━━━ Task input ━━━

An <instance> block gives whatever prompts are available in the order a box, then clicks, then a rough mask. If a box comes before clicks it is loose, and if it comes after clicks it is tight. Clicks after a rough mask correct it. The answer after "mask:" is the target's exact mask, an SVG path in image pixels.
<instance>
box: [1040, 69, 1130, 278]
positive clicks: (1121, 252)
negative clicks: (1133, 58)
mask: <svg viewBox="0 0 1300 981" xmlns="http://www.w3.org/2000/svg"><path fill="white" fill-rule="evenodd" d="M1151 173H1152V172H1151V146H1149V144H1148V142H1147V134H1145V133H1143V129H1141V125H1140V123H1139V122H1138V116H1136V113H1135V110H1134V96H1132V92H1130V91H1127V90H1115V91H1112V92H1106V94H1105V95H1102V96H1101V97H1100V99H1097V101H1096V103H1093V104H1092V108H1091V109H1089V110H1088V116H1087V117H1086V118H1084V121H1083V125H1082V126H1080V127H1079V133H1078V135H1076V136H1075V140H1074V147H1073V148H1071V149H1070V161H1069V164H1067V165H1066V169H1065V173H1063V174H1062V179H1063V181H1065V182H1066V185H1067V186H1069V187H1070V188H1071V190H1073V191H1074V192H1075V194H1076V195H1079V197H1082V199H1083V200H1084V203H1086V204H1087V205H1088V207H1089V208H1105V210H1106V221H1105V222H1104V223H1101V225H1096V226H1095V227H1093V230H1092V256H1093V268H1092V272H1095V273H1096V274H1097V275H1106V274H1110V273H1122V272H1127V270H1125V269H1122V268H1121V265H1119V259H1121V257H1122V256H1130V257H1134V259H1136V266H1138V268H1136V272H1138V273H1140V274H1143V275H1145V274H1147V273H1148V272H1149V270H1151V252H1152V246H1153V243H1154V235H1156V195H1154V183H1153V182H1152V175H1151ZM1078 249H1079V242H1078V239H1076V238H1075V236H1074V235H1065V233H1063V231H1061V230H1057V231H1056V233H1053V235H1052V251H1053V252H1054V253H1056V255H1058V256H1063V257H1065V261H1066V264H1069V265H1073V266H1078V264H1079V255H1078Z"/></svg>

━━━

The lines of the data, from the first through the one containing "positive clicks: (1121, 252)", are to be transcribed exactly.

**Worked solution**
An <instance> block gives whatever prompts are available in the order a box, then clicks, then a rough mask. If a box comes before clicks it is loose, and if it comes after clicks it is tight. Clicks after a rough mask correct it. The answer after "mask:" is the target's exact mask, an SVG path in image pixels.
<instance>
box: [1040, 69, 1130, 278]
positive clicks: (1121, 252)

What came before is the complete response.